> Given passage:
Start

Human Nature and the History of War
About a year ago, I created curriculum for a class aiming to cover the history of war. Ironically, this Herculean labor was greatly aided by a small book. Margaret MacMillan’s impressive study War: How Conflict Shaped Us opens by asking, Does society make us more peaceful or more warlike? With this premise, the book plunges readers into their own battle, torn between the virtue and the vile of humanity.
War seems to be — as MacMillan lays out — an opportunity both for atrocities and greatness. Determining which is more prevalent is not an easy task. Through little-known historical vignettes, MacMillan provides the cannon fodder for our judgement of war. She illustrates that war is an integral part of humanity, evidenced by the surviving literature of the Mayan Civilization which is mostly regarding war and the dispassionate voices which narrate the bloody battles of Ancient Greece, as if war was simply another part of life as mundane as sitting down for dinner.
“The strong do what they can and the weak suffer what they must.”
So Thucydides begins the story of human civilizations and MacMillan her descent into our battle for survival. The chronology of this story is spread out across the book, organized thematically. MacMillan begins with early agricultural societies, lifestyles which caused humans to be tied to one place and able to devote more time and resources to successful cultivation — they created more worth defending, and, consequently, stealing. Global trade phenomena such as the Silk Road offered societies the chance to interact with one another, gaining valuable access to resources and knowledge. However, such interconnection also allowed conflict to spread quicker along these paths of network.

End

> Provided information:
Start

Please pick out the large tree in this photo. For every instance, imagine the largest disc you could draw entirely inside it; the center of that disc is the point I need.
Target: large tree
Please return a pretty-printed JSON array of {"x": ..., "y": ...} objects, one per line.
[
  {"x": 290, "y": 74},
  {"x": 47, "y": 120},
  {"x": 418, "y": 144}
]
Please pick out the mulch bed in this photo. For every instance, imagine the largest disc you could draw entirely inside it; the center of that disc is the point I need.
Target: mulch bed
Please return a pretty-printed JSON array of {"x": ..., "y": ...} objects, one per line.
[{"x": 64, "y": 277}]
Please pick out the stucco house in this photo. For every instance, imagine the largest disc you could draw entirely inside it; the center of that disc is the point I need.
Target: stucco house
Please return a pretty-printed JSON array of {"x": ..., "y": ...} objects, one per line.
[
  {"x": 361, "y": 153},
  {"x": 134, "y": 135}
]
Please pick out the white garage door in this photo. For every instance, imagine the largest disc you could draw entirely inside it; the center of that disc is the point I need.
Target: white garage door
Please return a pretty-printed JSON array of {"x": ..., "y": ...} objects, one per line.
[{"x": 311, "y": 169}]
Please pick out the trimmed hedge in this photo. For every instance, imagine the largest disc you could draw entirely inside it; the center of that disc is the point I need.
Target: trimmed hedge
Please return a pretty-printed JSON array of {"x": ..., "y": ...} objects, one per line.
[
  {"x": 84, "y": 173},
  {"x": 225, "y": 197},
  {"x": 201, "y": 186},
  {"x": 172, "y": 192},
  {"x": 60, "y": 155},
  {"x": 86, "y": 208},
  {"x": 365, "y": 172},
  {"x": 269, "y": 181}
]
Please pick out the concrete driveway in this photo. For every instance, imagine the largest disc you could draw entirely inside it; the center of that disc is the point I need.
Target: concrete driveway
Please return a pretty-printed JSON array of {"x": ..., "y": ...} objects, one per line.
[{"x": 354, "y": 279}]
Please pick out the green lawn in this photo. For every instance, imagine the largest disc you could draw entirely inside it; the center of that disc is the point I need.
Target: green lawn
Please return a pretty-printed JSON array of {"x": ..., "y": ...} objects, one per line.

End

> Short problem A: Translate this sentence from the passage on human nature and war above into Spanish: "Determining which is more prevalent is not an easy task."
> Short problem B: In the passage on human nature and war above, what question does MacMillan's book open by asking?
> Short problem C: From the passage on human nature and war above, extract the part starting at "So Thucydides begins" and ending at "paths of network.".

> Written response A: Determinar cuál es más frecuente no es una tarea fácil.

> Written response B: Does society make us more peaceful or more warlike?

> Written response C:
So Thucydides begins the story of human civilizations and MacMillan her descent into our battle for survival. The chronology of this story is spread out across the book, organized thematically. MacMillan begins with early agricultural societies, lifestyles which caused humans to be tied to one place and able to devote more time and resources to successful cultivation — they created more worth defending, and, consequently, stealing. Global trade phenomena such as the Silk Road offered societies the chance to interact with one another, gaining valuable access to resources and knowledge. However, such interconnection also allowed conflict to spread quicker along these paths of network.